**Records for the task**
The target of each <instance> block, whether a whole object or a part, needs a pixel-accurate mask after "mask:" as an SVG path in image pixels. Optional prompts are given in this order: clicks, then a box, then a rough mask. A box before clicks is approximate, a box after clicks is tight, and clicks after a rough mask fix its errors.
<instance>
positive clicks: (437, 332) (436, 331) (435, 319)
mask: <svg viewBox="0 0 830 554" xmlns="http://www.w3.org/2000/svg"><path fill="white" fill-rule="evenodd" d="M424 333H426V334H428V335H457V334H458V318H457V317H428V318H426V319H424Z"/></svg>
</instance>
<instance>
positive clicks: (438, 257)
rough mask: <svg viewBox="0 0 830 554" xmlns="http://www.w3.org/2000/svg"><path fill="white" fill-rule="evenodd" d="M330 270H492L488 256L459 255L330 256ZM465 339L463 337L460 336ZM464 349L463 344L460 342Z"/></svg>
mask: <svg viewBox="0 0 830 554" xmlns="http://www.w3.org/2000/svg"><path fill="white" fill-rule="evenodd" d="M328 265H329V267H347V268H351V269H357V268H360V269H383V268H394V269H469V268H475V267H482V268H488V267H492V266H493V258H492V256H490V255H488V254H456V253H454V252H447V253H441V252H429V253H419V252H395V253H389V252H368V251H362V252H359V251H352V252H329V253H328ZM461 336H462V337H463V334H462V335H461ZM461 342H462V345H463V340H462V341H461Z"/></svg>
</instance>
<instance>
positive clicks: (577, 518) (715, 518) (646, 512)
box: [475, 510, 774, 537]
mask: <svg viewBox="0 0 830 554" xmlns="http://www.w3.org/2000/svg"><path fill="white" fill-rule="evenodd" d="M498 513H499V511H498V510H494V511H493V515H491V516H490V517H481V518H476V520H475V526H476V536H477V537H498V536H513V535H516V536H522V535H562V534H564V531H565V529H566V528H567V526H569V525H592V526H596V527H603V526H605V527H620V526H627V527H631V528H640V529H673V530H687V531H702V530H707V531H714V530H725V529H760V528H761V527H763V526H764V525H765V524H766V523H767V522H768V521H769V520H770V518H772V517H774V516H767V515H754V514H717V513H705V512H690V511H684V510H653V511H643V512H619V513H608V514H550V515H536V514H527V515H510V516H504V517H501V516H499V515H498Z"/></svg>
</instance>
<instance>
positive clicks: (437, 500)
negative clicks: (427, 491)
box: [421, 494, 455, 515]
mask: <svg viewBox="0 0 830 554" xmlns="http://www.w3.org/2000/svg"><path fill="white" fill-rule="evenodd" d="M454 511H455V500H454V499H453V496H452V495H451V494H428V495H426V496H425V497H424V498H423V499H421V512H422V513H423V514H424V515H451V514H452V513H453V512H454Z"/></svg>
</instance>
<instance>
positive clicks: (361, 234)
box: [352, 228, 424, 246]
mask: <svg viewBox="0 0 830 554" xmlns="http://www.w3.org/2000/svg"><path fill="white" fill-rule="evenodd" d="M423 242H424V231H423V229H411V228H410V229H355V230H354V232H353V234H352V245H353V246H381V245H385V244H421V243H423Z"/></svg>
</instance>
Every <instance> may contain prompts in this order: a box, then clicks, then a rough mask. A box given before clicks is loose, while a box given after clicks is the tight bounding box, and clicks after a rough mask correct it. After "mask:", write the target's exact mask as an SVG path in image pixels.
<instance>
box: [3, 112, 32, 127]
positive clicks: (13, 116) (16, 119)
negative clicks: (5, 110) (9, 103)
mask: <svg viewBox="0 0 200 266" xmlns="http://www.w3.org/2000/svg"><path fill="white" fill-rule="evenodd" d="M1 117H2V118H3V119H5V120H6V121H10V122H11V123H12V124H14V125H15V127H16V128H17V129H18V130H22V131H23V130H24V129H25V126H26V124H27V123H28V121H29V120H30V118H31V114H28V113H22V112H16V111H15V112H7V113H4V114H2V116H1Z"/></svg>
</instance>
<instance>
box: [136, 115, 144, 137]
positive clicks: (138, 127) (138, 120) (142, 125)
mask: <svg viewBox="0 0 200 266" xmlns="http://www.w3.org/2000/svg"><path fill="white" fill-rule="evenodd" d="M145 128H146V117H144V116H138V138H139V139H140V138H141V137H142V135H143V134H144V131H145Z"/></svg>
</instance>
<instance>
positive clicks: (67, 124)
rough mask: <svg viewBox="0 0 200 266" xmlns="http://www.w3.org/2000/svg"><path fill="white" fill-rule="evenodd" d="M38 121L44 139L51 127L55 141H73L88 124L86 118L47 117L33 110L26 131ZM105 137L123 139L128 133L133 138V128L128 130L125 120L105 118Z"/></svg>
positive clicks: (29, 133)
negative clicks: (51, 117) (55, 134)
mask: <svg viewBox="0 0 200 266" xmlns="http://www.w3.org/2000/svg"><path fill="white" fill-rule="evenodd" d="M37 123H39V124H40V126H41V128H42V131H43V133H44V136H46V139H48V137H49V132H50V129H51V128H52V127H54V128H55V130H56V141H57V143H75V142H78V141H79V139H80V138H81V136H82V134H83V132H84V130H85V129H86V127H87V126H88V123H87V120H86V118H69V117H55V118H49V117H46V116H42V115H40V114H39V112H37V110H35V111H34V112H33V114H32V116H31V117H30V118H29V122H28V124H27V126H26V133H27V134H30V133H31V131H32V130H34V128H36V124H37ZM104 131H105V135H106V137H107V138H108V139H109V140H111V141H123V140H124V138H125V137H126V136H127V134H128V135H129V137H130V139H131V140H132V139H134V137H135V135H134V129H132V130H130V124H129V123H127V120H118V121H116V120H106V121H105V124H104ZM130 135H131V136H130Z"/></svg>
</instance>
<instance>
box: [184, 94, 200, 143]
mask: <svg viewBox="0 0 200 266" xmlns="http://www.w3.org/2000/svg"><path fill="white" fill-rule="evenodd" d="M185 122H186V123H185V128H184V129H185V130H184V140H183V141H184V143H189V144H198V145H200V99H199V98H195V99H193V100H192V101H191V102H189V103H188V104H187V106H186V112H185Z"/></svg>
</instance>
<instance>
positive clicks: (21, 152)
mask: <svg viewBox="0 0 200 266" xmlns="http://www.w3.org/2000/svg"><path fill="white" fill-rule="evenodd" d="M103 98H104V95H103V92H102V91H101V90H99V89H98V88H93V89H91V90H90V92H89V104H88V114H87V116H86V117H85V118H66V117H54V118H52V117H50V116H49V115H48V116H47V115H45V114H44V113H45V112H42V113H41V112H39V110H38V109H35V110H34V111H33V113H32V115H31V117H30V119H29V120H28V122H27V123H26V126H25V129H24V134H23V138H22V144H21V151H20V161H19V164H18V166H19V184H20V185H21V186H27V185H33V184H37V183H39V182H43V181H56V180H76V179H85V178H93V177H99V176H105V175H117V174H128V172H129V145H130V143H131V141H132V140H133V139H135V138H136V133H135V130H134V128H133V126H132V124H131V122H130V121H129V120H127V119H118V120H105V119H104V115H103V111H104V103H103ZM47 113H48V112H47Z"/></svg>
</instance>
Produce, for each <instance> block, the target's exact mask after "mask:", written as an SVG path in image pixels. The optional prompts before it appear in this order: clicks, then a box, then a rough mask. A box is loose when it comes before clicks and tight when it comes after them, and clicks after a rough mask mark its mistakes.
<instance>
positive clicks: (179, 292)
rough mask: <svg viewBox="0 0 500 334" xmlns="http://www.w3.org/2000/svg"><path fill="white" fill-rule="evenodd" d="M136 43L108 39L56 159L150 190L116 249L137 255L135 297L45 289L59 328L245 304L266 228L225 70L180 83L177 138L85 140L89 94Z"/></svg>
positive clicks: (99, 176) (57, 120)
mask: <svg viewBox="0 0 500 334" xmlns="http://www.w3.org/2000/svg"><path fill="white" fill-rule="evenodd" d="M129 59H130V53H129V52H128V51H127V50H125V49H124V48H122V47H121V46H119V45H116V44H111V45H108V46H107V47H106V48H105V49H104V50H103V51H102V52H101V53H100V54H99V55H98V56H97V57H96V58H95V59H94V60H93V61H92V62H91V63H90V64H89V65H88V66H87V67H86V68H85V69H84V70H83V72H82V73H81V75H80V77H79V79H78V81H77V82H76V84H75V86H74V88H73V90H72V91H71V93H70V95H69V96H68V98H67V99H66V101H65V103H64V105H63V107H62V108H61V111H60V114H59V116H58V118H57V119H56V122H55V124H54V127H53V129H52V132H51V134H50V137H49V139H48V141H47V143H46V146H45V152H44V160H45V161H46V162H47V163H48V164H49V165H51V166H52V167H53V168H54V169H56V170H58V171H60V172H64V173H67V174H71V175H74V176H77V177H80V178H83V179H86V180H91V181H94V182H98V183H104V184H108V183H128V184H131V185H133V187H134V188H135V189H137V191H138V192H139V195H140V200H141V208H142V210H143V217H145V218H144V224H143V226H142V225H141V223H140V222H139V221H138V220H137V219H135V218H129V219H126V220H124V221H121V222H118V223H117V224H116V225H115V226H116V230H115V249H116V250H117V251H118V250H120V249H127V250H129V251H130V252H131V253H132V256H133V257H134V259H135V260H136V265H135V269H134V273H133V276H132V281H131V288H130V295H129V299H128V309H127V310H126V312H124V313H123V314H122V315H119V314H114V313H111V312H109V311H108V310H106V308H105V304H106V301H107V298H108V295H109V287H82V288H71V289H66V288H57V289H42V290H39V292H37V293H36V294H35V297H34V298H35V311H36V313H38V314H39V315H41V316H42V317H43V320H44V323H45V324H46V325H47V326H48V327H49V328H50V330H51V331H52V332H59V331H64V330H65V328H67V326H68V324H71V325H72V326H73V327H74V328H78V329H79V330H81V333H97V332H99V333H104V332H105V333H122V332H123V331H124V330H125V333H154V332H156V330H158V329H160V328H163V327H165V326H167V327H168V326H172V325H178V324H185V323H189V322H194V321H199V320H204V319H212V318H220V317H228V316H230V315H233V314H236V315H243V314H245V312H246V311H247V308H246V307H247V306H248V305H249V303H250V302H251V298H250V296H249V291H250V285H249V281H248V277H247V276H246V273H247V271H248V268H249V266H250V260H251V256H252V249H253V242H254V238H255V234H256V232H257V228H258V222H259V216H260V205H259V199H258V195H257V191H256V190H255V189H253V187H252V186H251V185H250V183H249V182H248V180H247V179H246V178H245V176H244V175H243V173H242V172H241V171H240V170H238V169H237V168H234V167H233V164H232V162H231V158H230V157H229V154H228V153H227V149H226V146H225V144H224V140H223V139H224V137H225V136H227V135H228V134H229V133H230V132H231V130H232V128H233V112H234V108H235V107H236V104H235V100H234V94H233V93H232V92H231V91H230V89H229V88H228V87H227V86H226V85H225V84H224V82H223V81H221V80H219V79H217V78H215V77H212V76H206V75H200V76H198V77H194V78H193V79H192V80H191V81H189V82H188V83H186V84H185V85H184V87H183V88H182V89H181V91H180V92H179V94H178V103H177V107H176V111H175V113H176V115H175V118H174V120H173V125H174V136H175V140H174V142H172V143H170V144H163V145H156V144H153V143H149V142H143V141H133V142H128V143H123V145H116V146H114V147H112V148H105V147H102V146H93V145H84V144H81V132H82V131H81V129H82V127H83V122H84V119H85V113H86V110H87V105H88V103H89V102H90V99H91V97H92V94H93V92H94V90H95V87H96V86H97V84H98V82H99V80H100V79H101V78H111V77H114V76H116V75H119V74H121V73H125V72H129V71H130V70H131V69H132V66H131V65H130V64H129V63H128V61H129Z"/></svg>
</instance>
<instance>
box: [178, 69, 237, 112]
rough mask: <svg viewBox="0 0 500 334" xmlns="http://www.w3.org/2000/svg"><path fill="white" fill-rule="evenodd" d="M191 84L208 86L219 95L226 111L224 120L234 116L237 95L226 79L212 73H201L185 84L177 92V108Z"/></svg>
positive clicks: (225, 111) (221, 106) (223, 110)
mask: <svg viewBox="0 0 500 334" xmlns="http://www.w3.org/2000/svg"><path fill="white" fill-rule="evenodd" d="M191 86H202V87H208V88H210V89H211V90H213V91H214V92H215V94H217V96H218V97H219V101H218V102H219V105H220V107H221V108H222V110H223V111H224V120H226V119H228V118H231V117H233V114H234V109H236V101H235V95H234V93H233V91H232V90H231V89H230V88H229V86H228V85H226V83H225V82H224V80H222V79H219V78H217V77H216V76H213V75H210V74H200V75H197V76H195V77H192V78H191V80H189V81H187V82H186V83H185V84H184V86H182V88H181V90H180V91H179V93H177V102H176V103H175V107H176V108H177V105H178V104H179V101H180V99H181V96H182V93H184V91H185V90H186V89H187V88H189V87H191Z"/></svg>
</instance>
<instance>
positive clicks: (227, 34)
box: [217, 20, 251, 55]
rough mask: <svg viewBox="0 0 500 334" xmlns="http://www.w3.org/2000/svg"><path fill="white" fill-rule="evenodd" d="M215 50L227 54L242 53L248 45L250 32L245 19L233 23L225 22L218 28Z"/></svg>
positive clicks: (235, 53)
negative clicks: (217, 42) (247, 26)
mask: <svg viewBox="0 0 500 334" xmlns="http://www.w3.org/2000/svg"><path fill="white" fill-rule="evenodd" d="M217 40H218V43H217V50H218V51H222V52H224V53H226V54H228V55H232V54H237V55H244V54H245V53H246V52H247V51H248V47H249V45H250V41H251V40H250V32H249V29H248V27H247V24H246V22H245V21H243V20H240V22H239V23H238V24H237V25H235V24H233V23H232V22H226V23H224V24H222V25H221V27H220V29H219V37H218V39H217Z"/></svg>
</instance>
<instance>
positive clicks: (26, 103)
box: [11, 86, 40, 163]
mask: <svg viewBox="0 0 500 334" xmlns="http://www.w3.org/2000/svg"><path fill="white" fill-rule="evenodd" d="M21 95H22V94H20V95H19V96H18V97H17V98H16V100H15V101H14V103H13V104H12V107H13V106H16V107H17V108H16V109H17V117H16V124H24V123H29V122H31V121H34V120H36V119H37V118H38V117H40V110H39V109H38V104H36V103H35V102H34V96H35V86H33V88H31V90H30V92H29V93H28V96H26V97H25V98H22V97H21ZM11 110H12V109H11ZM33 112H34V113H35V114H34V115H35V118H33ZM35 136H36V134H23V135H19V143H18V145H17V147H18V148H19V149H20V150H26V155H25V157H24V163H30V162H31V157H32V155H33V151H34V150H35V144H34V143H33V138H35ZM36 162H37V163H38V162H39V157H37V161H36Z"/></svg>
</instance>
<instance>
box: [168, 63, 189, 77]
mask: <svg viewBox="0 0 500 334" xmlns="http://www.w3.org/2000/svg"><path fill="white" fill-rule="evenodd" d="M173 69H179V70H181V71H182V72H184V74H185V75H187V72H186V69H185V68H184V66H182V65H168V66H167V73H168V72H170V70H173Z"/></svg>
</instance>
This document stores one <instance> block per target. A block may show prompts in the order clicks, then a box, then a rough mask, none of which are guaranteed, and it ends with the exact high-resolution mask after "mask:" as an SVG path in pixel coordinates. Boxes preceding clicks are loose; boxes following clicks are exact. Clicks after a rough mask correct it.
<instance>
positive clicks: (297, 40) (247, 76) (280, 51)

**What the task asks**
Every line of the listing that includes the word "tight" belongs in the answer.

**Solved exercise**
The target of each <instance> block, whether a whole object or a part, needs a pixel-accurate mask after "mask:" as an SVG path in image pixels. Optional prompts are given in this order: clicks, then a box, then a rough mask. A box before clicks is approximate, a box after clicks is tight, and clicks after a rough mask fix its errors.
Every <instance> may contain prompts in this order: a box, then clicks, then a rough mask. A box given before clicks is loose, while a box given after clicks is the tight bounding box, and clicks after a rough mask correct it. After "mask:", write the target's exact mask as an SVG path in image pixels.
Produce, for each <instance> block, the target's exact mask after "mask:", written as an SVG path in image pixels. The optional prompts before it appear in this order: clicks, then a box, then a rough mask. A box is loose when it comes before clicks and tight when it comes after them, and clicks after a rough mask mark its mistakes.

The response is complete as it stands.